Changes in N and C concentrations, soil acidity and P availability in tropical mixed acacia and eucalypt plantations on a nutrient-poor sandy soil

  • Lydie-Stella KoutikaEmail author
  • Daniel Epron
  • Jean-Pierre Bouillet
  • Louis Mareschal
Regular Article

Abstract

Background and aims

The introduction of Acacia mangium in Eucalyptus urophylla x grandis stands improves wood production on poor sandy soils of coastal plains of the Congo. We assessed the impact of A. mangium plantations in pure stands and in mixture with eucalypt trees on the physico-chemical properties of the soil after one rotation.

Methods

Bulk densities, N, C, available P and pH were determined on soil sampled in the pure acacia (100A), pure eucalypt (100E) and mixed-species (50A:50E) stands. N and P were determined in aboveground litters and in leaves, bark and wood of trees.

▶ [Work to do]:
Answer these questions from the abstract on acacia and eucalypt plantations:
1. Where are the poor sandy soils on which the plantations grow?
2. Which stand does the label 100E refer to?
3. Besides aboveground litters, in which tree parts were N and P determined?

▶ [Dataset content]:

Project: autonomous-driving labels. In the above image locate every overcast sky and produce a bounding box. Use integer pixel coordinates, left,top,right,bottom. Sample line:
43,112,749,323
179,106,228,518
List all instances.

▶ [Task solution]:
1. On the coastal plains of the Congo.
2. The pure eucalypt stand.
3. In the leaves, bark and wood of trees.